* **Record list**:
────────────────────────────────────────

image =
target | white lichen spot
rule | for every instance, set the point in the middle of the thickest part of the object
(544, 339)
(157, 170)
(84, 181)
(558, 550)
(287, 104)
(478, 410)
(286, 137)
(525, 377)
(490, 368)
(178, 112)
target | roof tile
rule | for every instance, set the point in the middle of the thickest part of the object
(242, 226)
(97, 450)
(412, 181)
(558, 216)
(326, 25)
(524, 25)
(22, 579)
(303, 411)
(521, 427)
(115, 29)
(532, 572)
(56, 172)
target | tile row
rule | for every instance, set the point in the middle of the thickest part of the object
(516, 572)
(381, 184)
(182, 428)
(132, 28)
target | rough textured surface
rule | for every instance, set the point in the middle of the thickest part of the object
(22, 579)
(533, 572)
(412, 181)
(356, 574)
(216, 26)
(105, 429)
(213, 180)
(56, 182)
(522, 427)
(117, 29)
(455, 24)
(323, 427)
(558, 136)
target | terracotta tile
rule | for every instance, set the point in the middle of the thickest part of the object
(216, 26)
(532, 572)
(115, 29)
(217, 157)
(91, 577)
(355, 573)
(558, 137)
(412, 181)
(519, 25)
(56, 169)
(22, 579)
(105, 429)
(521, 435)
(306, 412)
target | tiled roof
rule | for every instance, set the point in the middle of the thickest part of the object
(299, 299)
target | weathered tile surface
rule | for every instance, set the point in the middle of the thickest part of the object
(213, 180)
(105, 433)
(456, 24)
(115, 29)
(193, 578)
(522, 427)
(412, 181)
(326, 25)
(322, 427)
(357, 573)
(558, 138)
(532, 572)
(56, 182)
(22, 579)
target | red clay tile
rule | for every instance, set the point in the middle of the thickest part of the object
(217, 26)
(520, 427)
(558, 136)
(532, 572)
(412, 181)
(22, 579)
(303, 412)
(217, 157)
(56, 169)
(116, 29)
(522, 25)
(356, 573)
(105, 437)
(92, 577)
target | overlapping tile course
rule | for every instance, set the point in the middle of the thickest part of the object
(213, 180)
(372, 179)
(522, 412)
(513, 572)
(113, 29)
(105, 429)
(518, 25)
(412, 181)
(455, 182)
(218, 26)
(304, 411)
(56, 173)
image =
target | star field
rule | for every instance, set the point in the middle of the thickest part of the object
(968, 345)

────────────────────────────────────────

* **Problem requirements**:
Starting at the line that contains "target | weathered tile surface" and ending with the last line of the material, rewrite every line, including the requests. Scale each point coordinate in the answers by 0.45 and round it to a whole number, with halves rounded up.

* **Full output**:
target | weathered tile surface
rule | for every instance, set the point in the middle of the thickest part of the object
(96, 81)
(47, 195)
(205, 11)
(52, 13)
(87, 260)
(235, 192)
(185, 81)
(147, 11)
(145, 192)
(161, 258)
(251, 62)
(239, 257)
(25, 82)
(10, 261)
target | red clay tile
rule | for every instance, set the point in the middle of the thickest part of the object
(98, 12)
(234, 192)
(251, 61)
(239, 257)
(185, 81)
(10, 261)
(136, 185)
(98, 71)
(25, 76)
(52, 13)
(235, 11)
(160, 258)
(47, 197)
(41, 260)
target | overlapping tile course
rule | for every instance, set the point in the middle of the thickest part of the object
(96, 81)
(167, 81)
(235, 185)
(231, 257)
(51, 13)
(47, 193)
(233, 11)
(185, 81)
(205, 82)
(98, 12)
(137, 185)
(25, 78)
image =
target | star field
rule | for every instance, set the point in the middle of the thickest part of the object
(436, 155)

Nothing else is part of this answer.